══ Material

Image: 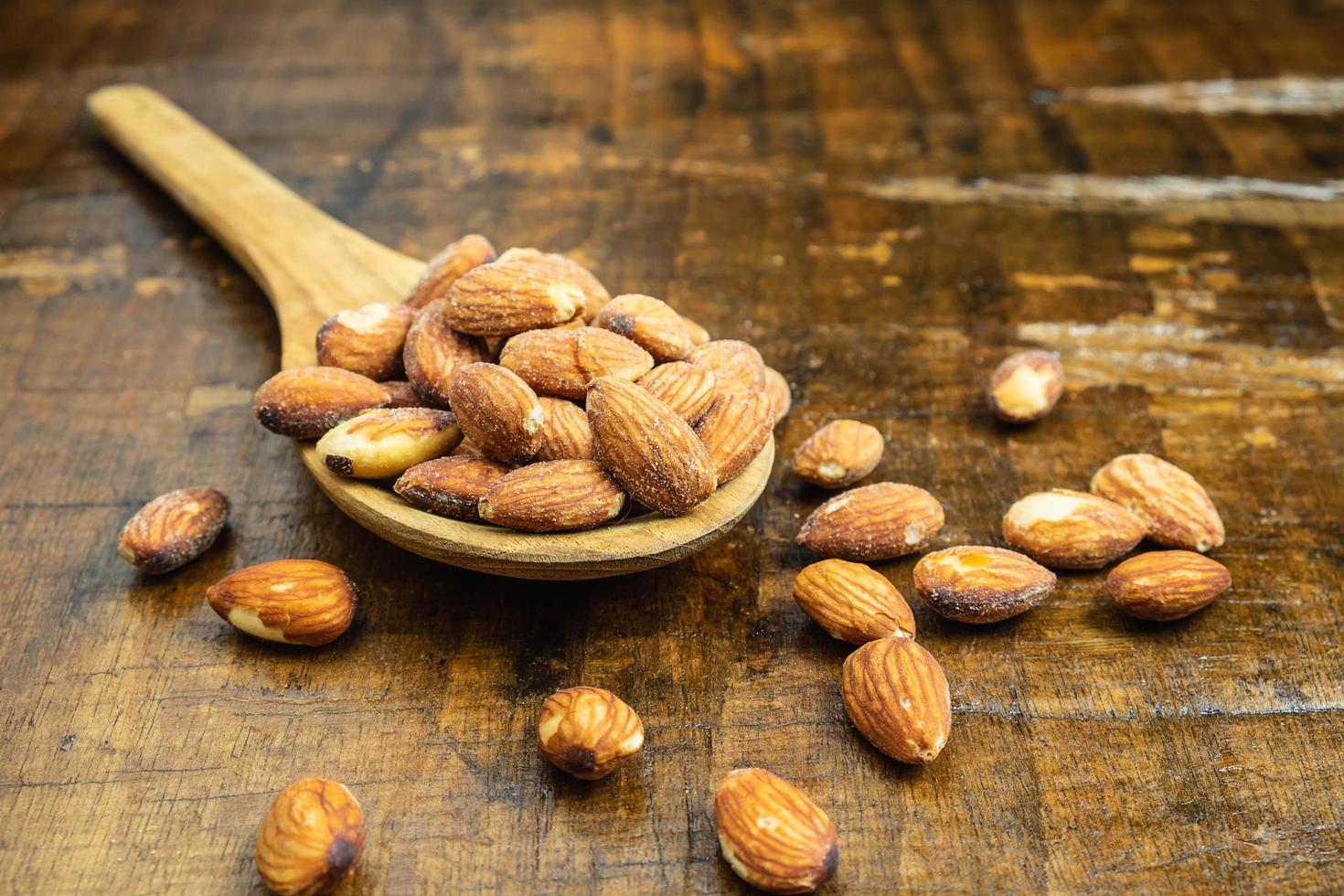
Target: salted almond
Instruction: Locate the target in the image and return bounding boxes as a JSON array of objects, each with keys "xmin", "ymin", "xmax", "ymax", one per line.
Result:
[
  {"xmin": 500, "ymin": 326, "xmax": 653, "ymax": 399},
  {"xmin": 793, "ymin": 559, "xmax": 915, "ymax": 644},
  {"xmin": 1092, "ymin": 454, "xmax": 1226, "ymax": 553},
  {"xmin": 714, "ymin": 768, "xmax": 840, "ymax": 893},
  {"xmin": 449, "ymin": 364, "xmax": 546, "ymax": 464},
  {"xmin": 317, "ymin": 304, "xmax": 415, "ymax": 380},
  {"xmin": 1003, "ymin": 489, "xmax": 1147, "ymax": 570},
  {"xmin": 989, "ymin": 350, "xmax": 1064, "ymax": 423},
  {"xmin": 793, "ymin": 421, "xmax": 887, "ymax": 489},
  {"xmin": 1106, "ymin": 550, "xmax": 1232, "ymax": 622},
  {"xmin": 117, "ymin": 486, "xmax": 229, "ymax": 575},
  {"xmin": 406, "ymin": 234, "xmax": 495, "ymax": 307},
  {"xmin": 532, "ymin": 395, "xmax": 592, "ymax": 461},
  {"xmin": 252, "ymin": 367, "xmax": 391, "ymax": 439},
  {"xmin": 840, "ymin": 638, "xmax": 952, "ymax": 764},
  {"xmin": 587, "ymin": 376, "xmax": 717, "ymax": 516},
  {"xmin": 392, "ymin": 455, "xmax": 509, "ymax": 520},
  {"xmin": 914, "ymin": 546, "xmax": 1055, "ymax": 624},
  {"xmin": 695, "ymin": 389, "xmax": 774, "ymax": 485},
  {"xmin": 477, "ymin": 461, "xmax": 625, "ymax": 532},
  {"xmin": 797, "ymin": 482, "xmax": 944, "ymax": 561},
  {"xmin": 317, "ymin": 407, "xmax": 463, "ymax": 480},
  {"xmin": 638, "ymin": 361, "xmax": 717, "ymax": 426},
  {"xmin": 402, "ymin": 300, "xmax": 486, "ymax": 407},
  {"xmin": 592, "ymin": 293, "xmax": 691, "ymax": 364},
  {"xmin": 686, "ymin": 338, "xmax": 764, "ymax": 392}
]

════

Stated problem -> Retype all of the data above line for line without changing anything, but leave out the pictures.

Exercise output ->
Image: 
Target: salted almond
Instruction: Locate the target in the image and return bounding boxes as a JSON array of objects, each with keys "xmin", "ymin", "xmax", "ymax", one per line.
Result:
[
  {"xmin": 500, "ymin": 326, "xmax": 653, "ymax": 399},
  {"xmin": 793, "ymin": 559, "xmax": 915, "ymax": 644},
  {"xmin": 1092, "ymin": 454, "xmax": 1226, "ymax": 553},
  {"xmin": 714, "ymin": 768, "xmax": 840, "ymax": 893},
  {"xmin": 449, "ymin": 364, "xmax": 546, "ymax": 464},
  {"xmin": 317, "ymin": 304, "xmax": 415, "ymax": 380},
  {"xmin": 1003, "ymin": 489, "xmax": 1147, "ymax": 570},
  {"xmin": 989, "ymin": 350, "xmax": 1064, "ymax": 423},
  {"xmin": 793, "ymin": 421, "xmax": 887, "ymax": 489},
  {"xmin": 1106, "ymin": 550, "xmax": 1232, "ymax": 622},
  {"xmin": 117, "ymin": 486, "xmax": 229, "ymax": 575},
  {"xmin": 406, "ymin": 234, "xmax": 495, "ymax": 307},
  {"xmin": 532, "ymin": 395, "xmax": 592, "ymax": 461},
  {"xmin": 252, "ymin": 367, "xmax": 391, "ymax": 439},
  {"xmin": 840, "ymin": 638, "xmax": 952, "ymax": 764},
  {"xmin": 587, "ymin": 376, "xmax": 717, "ymax": 516},
  {"xmin": 392, "ymin": 455, "xmax": 509, "ymax": 520},
  {"xmin": 914, "ymin": 546, "xmax": 1055, "ymax": 624},
  {"xmin": 695, "ymin": 389, "xmax": 774, "ymax": 485},
  {"xmin": 477, "ymin": 461, "xmax": 625, "ymax": 532},
  {"xmin": 797, "ymin": 482, "xmax": 944, "ymax": 561},
  {"xmin": 317, "ymin": 407, "xmax": 463, "ymax": 480},
  {"xmin": 638, "ymin": 361, "xmax": 717, "ymax": 426},
  {"xmin": 402, "ymin": 300, "xmax": 486, "ymax": 407},
  {"xmin": 592, "ymin": 293, "xmax": 691, "ymax": 364},
  {"xmin": 686, "ymin": 338, "xmax": 764, "ymax": 392}
]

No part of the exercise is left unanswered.